## TASK DIRECTIONS
Please duplicate the part of the impulse oscillometry text starting with "CONCLUSIONS: A circular" and going on through "using this mouthpiece.".

## EXTRACTED TEXT
───

BACKGROUND: Impulse oscillometry is a method of airway assessment and diagnosis that provides data on lung mechanics. In the literature, studies have used different types of mouthpieces or did not describe the model used for the tests. We sought to compare the 3 most commonly described mouthpieces in terms of test results, comfort, and subject preference.

METHODS: Thirty-nine healthy volunteers were evaluated with spirometry and impulse oscillometry, assessing the resistance at 5 Hz and 20 Hz (R5 and R20, respectively), reactance at 5 Hz (X5), reactance area, and resonant frequency. A filter heat exchanger with a circular mouthpiece (B1), a filter heat exchanger with an oval mouthpiece (B2), and a filter heat exchanger with a circular mouthpiece coupled with a free-flow piece (B3) were compared using an acceptability and tolerance scale, and subjects noted their preference.

RESULTS: Statistical analysis showed differences between all the mouthpieces and the predicted values for R5, R20, and X5. The mouthpiece comparison showed differences in R5 between a filter heat exchanger with an oval mouthpiece (B2) and a circular mouthpiece coupled with a free-flow piece (B3) (P = .007); resonant frequency between a filter heat exchanger with a circular mouthpiece (B1) and a filter heat exchanger with an oval mouthpiece (B2) (P = .004) and between a filter heat exchanger with a circular mouthpiece (B1) and a circular mouthpiece coupled with a free-flow piece (B3) (P = .003); and reactance area between a filter heat exchanger with a circular mouthpiece (B1) and a circular mouthpiece coupled with a free-flow piece (B3) (P = .01). In the subjective evaluation, acceptability and tolerance differences were found in the ease of carrying out the evaluation, and no difference was found with regard to the degree of discomfort. Ten subjects preferred a filter heat exchanger with a circular mouthpiece (B1), 15 preferred a filter heat exchanger with an oval mouthpiece (B2), and 14 preferred a circular mouthpiece coupled with a free-flow piece (B3).

CONCLUSIONS: A circular mouthpiece coupled with a free-flow piece (B3) appeared to be the most suitable mouthpiece for the impulse oscillometry tests. It assured smaller impedance values for the respiratory system, and subjects expressed the most confidence in using this mouthpiece.

  • impulse oscillometry
  • lung mechanics
  • mouthpiece
  • respiratory system resistance

Introduction

The impulse oscillometry system is a method of evaluating and diagnosing airway components that was developed using the forced-oscillation technique.1 Impulse oscillometry is distinguished from the forced-oscillation technique in that it obtains resistance and reactance measurements in multi-frequency bands.2

Impulse oscillometry is an accurate method that offers reliable data on respiratory mechanics, and it is easy to apply because it obtains measurements during quiet breathing and only requires passive cooperation from subjects.3 Measurements are made while the volunteer breathes through a mouthpiece, and this method provides respiratory system parameters such as impedance, resistance, reactance, and resonant frequency (Fres), in addition to those evaluated in the simple spirometry test.4 It has been shown to be a promising tool for the early detection of pulmonary alterations when compared to spirometry5–7 and may be a promising tool for assessing the effects of treatments.

───

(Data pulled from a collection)
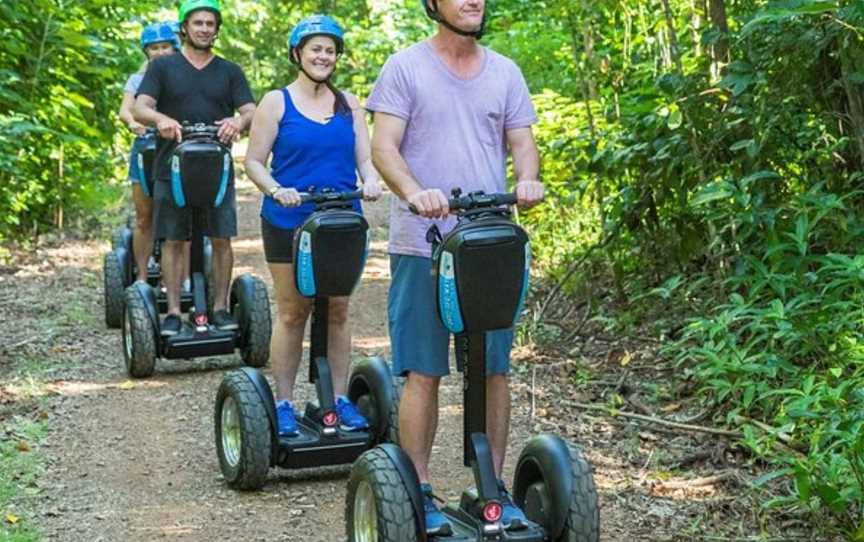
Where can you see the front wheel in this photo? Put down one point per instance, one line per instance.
(555, 488)
(378, 504)
(251, 306)
(139, 337)
(376, 394)
(113, 278)
(243, 436)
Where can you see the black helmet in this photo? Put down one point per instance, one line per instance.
(431, 7)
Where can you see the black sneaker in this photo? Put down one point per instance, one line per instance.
(223, 321)
(171, 325)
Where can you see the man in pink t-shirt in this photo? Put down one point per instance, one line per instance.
(446, 111)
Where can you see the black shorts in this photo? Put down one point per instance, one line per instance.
(175, 223)
(278, 243)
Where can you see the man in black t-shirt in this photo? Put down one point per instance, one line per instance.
(195, 86)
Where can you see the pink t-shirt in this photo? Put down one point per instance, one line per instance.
(454, 135)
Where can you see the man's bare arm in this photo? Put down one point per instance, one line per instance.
(526, 166)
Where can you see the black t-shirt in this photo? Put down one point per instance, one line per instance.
(185, 93)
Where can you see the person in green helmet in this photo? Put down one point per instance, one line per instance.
(196, 86)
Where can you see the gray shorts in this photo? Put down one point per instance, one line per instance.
(175, 224)
(419, 340)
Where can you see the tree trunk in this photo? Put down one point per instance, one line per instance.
(849, 55)
(720, 49)
(675, 53)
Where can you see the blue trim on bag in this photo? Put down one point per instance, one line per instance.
(448, 297)
(223, 184)
(176, 183)
(304, 270)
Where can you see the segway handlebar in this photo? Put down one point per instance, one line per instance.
(476, 200)
(199, 129)
(327, 197)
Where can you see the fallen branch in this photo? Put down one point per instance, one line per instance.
(696, 482)
(659, 421)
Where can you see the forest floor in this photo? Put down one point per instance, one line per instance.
(86, 454)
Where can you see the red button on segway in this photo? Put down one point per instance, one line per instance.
(492, 511)
(330, 419)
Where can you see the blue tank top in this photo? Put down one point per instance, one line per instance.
(309, 154)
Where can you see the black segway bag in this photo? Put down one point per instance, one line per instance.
(200, 172)
(330, 251)
(482, 272)
(145, 164)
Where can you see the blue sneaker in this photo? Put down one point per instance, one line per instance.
(285, 418)
(512, 516)
(350, 418)
(437, 523)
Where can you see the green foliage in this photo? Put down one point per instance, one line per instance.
(64, 64)
(723, 189)
(786, 347)
(20, 466)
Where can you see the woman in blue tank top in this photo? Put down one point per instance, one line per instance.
(318, 138)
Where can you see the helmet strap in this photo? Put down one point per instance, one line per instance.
(317, 82)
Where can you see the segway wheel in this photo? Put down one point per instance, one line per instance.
(139, 337)
(378, 505)
(112, 275)
(122, 238)
(569, 512)
(243, 435)
(377, 394)
(251, 307)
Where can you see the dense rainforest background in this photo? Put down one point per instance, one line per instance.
(703, 160)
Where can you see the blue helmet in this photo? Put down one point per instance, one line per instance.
(158, 33)
(316, 25)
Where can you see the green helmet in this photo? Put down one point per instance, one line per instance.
(187, 7)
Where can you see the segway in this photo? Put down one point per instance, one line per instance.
(329, 253)
(481, 271)
(201, 168)
(119, 268)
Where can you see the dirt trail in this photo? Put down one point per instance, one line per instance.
(135, 460)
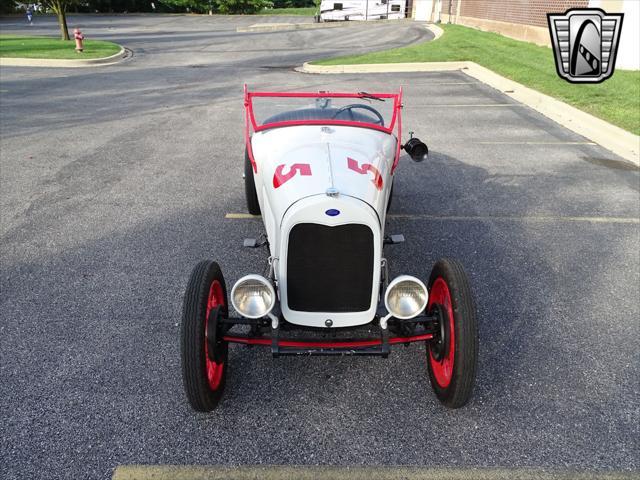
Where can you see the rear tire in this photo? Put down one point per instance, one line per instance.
(253, 206)
(204, 379)
(452, 356)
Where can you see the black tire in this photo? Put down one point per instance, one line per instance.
(457, 391)
(250, 186)
(201, 395)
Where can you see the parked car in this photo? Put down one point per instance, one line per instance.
(319, 168)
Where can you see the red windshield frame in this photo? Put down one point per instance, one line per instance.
(251, 126)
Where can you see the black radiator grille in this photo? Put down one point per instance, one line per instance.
(330, 269)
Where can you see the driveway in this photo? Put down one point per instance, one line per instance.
(117, 180)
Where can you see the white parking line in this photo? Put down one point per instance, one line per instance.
(536, 143)
(486, 218)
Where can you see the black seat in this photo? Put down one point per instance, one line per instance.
(321, 114)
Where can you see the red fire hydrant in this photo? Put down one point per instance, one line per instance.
(79, 37)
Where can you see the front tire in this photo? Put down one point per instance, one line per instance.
(204, 373)
(253, 206)
(452, 355)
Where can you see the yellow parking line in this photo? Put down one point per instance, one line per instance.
(536, 143)
(437, 105)
(520, 218)
(515, 218)
(174, 472)
(241, 215)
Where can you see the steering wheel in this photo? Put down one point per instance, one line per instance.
(379, 121)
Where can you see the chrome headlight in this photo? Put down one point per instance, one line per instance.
(253, 296)
(406, 297)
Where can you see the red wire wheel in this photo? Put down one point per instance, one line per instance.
(452, 355)
(204, 353)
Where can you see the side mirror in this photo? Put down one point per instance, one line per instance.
(416, 149)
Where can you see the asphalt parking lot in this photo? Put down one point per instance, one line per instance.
(116, 181)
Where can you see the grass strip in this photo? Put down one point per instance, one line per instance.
(15, 46)
(616, 100)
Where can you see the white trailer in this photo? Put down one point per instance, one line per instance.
(337, 10)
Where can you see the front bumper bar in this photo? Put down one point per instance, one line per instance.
(428, 327)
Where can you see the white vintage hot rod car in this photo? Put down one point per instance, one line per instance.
(319, 168)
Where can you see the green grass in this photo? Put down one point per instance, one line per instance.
(46, 47)
(307, 11)
(616, 100)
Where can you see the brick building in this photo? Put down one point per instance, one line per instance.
(527, 19)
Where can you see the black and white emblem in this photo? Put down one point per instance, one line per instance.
(585, 42)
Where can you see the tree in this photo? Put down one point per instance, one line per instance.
(60, 8)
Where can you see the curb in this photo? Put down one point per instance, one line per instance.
(201, 472)
(50, 62)
(280, 27)
(619, 141)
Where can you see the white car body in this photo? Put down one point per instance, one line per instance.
(361, 10)
(361, 198)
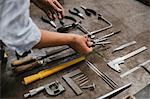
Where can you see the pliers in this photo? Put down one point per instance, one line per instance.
(76, 12)
(88, 12)
(94, 42)
(49, 21)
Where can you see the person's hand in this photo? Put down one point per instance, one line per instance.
(52, 8)
(80, 44)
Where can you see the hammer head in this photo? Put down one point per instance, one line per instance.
(114, 64)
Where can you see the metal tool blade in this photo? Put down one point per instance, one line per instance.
(115, 91)
(135, 68)
(134, 53)
(124, 46)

───

## OUTPUT OF THE EXERCISE
CONCLUSIONS: A circular mouthpiece coupled with a free-flow piece (B3) appeared to be the most suitable mouthpiece for the impulse oscillometry tests. It assured smaller impedance values for the respiratory system, and subjects expressed the most confidence in using this mouthpiece.